▸ **WORK INSTRUCTIONS**
A: In the notebook excerpt, how many seconds did the preprocess_data call take?
B: Reproduce the stretch of the notebook excerpt from "soft: a true" through "print(filenames[10:13])".

-- start PAGE EXCERPT --

Found 23054 images belonging to 2 classes.


In [10]:
X_Test, Y_Test = preprocess_data(generator,23054,300)

--- 212.59035062789917 seconds ---


In [11]:
multidim_predictions = model.predict(X_Test, steps = nb_samples, verbose=1, workers=8)



In [12]:
def get_image_predictions(arr, soft=True):
    '''Obtains image predictions.
    soft: a true value returns probabilities as opposed to hard predictions.'''

    if soft:
        # probability of belonging to fake (second) class,
        # hence return second value for each element in the list
        return [el[1] for el in arr]
    # returns a list of 0's and 1's
    return np.argmax(arr, axis=1)

In [13]:
predictions = get_image_predictions(multidim_predictions, soft=True)
print(filenames[10:13])
print(predictions[10:13])

-- end PAGE EXCERPT --
-- start RECORDS SHOWN --

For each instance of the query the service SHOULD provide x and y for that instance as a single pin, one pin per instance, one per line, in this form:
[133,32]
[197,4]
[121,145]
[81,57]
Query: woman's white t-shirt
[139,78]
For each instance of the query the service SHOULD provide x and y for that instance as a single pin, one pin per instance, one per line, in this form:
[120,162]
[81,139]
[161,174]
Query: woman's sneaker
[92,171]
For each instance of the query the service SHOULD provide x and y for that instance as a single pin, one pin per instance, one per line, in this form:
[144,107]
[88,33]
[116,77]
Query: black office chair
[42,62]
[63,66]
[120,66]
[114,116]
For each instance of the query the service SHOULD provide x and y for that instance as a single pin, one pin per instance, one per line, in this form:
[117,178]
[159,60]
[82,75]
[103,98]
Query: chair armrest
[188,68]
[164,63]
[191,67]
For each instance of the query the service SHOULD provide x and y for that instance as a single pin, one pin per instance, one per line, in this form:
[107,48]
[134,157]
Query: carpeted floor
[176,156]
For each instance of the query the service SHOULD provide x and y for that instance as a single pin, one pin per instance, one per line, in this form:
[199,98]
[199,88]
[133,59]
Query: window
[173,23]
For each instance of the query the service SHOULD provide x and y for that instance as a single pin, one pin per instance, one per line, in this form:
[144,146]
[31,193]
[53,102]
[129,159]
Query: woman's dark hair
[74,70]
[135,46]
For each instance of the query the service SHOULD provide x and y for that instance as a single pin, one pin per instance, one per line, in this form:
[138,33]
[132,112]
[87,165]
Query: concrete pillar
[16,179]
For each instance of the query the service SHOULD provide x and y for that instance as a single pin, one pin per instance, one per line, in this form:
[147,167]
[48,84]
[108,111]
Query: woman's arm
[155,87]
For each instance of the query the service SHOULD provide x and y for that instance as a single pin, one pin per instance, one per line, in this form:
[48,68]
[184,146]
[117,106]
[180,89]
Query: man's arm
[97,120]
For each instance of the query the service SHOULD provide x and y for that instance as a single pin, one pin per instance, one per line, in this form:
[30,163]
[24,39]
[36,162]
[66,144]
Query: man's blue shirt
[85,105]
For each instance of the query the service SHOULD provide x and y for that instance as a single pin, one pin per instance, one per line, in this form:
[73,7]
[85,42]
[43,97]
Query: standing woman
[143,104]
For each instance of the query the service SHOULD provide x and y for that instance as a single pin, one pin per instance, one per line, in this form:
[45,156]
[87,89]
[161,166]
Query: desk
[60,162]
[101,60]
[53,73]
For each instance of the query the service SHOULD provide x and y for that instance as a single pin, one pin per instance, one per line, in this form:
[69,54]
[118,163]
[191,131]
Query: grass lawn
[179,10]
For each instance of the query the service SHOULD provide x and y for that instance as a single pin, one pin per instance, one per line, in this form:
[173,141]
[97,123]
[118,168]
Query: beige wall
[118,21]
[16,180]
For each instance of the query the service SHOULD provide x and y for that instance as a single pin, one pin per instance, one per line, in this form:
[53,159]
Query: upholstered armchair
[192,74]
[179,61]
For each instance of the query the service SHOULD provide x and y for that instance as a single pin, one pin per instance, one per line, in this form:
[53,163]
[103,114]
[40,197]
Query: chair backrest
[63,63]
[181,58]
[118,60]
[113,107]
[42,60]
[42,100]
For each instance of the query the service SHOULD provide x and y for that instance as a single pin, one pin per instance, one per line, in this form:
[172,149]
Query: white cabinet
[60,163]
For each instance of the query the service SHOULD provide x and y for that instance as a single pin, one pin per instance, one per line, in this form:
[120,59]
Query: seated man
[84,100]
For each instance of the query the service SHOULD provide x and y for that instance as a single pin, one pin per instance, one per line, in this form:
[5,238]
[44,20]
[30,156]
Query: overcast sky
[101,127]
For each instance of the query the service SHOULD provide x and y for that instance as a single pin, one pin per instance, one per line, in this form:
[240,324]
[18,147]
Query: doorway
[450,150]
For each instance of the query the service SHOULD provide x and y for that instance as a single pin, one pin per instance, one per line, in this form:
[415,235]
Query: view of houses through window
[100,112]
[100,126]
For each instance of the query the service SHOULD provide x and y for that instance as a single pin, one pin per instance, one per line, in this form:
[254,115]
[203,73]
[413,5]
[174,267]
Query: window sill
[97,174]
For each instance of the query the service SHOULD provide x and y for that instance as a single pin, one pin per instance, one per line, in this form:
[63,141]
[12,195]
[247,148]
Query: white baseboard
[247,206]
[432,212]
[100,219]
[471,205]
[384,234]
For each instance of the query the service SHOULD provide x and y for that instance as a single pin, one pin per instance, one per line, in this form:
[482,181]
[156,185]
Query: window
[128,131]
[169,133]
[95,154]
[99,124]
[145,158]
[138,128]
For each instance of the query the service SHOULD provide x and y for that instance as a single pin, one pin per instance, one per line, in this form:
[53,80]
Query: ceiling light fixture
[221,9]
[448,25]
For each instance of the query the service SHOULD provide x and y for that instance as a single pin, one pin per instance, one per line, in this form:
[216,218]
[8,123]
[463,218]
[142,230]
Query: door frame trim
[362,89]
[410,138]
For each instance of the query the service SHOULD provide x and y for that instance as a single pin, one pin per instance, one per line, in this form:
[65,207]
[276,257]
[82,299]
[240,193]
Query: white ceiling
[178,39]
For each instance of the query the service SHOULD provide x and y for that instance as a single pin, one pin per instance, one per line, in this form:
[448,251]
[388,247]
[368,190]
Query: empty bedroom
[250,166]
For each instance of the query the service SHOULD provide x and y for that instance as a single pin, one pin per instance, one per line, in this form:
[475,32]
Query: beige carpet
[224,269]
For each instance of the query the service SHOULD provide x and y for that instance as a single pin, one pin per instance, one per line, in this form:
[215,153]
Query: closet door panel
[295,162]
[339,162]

-- end RECORDS SHOWN --

▸ **FINAL ANSWERS**
A: 212.59035062789917 seconds.

B:
soft: a true value returns probabilities as opposed to hard predictions.'''

    if soft:
        # probability of belonging to fake (second) class,
        # hence return second value for each element in the list
        return [el[1] for el in arr]
    # returns a list of 0's and 1's
    return np.argmax(arr, axis=1)

In [13]:
predictions = get_image_predictions(multidim_predictions, soft=True)
print(filenames[10:13])